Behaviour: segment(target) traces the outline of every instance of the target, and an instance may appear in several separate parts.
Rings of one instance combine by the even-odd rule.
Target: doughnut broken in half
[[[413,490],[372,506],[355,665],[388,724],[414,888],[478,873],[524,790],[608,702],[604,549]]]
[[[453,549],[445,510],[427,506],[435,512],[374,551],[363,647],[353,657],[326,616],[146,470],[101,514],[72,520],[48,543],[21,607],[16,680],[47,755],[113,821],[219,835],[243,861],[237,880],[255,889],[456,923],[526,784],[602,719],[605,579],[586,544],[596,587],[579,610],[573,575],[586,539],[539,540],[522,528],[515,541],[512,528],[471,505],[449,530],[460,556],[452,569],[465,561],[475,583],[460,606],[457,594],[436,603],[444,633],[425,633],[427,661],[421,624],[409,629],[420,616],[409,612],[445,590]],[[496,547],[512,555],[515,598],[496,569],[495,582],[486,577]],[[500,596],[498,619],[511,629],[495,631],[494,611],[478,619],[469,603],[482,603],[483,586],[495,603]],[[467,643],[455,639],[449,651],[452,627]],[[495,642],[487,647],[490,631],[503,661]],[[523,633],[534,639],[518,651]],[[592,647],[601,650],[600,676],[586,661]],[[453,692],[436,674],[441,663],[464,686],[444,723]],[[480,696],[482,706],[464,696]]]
***
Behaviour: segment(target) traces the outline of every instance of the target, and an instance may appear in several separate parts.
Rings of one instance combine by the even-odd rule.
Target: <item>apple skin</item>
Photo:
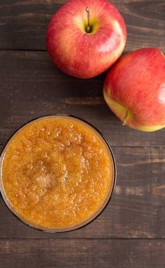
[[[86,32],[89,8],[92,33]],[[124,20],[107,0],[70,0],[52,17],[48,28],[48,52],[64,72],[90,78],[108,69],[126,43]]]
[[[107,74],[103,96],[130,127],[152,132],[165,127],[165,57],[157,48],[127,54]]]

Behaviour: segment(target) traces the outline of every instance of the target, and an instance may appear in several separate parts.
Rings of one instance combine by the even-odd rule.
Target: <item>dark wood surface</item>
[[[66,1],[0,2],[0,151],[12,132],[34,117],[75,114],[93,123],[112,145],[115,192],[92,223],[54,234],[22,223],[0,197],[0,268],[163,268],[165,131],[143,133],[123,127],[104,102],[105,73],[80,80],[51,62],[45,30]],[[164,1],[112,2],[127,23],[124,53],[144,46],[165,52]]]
***
### TASK STATEMENT
Report each line of the records above that contains the string "item", matching case exactly.

### SOLVED EXERCISE
Target: <item>apple skin</item>
Target: <item>dark wood surface</item>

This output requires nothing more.